__Point annotation data__
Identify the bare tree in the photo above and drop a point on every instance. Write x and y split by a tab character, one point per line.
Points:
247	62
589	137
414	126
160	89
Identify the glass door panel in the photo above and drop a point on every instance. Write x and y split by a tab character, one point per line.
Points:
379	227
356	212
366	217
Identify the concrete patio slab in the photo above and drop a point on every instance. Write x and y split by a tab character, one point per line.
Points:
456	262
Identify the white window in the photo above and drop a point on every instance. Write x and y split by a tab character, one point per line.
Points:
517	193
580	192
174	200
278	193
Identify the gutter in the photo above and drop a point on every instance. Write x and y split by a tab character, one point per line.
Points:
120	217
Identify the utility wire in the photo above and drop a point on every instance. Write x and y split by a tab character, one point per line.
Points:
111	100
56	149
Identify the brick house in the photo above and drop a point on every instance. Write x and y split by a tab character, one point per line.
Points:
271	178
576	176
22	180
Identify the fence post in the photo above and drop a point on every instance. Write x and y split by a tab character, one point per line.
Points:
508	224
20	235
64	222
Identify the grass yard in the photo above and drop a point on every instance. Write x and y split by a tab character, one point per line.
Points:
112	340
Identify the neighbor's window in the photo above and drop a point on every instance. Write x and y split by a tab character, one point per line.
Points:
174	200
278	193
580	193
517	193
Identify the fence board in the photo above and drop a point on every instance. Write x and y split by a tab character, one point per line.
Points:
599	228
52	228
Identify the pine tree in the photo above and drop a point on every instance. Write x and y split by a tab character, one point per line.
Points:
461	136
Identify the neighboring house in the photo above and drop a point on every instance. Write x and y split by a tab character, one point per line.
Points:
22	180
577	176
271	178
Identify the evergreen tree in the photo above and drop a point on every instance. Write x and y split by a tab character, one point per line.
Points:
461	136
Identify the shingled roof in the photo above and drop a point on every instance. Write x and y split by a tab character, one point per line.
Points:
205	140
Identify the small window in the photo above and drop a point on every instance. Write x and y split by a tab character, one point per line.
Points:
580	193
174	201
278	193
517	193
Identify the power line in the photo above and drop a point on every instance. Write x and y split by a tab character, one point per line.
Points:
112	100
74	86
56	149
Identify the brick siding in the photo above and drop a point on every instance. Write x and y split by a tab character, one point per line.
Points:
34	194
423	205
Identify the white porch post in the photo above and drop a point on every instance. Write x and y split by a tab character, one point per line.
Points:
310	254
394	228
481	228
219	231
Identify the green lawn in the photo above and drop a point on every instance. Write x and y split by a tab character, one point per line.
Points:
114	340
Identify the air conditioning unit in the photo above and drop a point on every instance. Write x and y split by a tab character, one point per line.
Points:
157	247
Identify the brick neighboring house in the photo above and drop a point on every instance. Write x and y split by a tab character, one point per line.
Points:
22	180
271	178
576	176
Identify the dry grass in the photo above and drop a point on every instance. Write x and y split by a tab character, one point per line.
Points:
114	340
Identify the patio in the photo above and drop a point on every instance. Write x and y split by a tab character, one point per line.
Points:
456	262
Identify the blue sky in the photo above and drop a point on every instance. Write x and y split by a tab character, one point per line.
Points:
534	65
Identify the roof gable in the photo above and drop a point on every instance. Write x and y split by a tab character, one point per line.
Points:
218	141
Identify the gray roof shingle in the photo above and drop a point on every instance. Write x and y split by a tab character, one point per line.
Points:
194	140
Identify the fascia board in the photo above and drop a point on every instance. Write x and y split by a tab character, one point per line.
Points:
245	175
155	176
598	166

__GOAL__
Rewrite the lines from the one containing "Identify the power" through the end of the items, requests included, shifting every x and y coordinate in the points up by 102. Leave the wording of the requests unchanged.

__TASK RESULT__
Identify the power line in the photo above and drop a point on every instance. Write x and y split by a tab character, one point per line.
Points:
214	202
176	188
158	251
Identify the brick siding in the photo above and drop a point on every instance. Write x and y split by a tab character, one point per line.
Points:
136	296
525	307
Identify the white porch post in the photo above and drop a point on every instance. Write x and y split by a tab character, one point per line.
Points:
412	356
496	330
583	330
321	333
Identify the green lawn in the photo above and drop a point on every instance. Write x and y split by a tab character, one point per line.
Points:
216	442
Identify the air conditioning unit in the photo above and drop a point on every instance. Write x and y split by a tab character, one point per line.
Points:
259	349
Identify the brick neighboring house in the photo above and drop a point on every instance. Write x and y split by a tab character, one point per line.
Points:
124	282
373	280
678	278
Identify the dry grass in the photo above and drop a point on every instance. Write x and y split by a tab character, one point per line.
Points:
216	442
Identify the patio in the photo above and drop a point on every instance. Write x and y split by a tab character, one point per line.
Points:
558	364
Identify the blue sky in the photo above and drop a point on every instance. Write x and y split by a tab character, one point per line.
Points:
636	167
Identify the roof gable in the photo above and drop a point on every instance. Write x and y split by a tab character, one point per line.
Points:
320	243
Identify the gray roof shingle in the photo above and drop a point on every instance. Write x and y split by a tab character, one point per line.
Points:
296	242
Identify the fascia board in the photo above and drop a point on every instance. Write x and y split by a tab character, one point per line.
Points:
347	277
257	278
700	268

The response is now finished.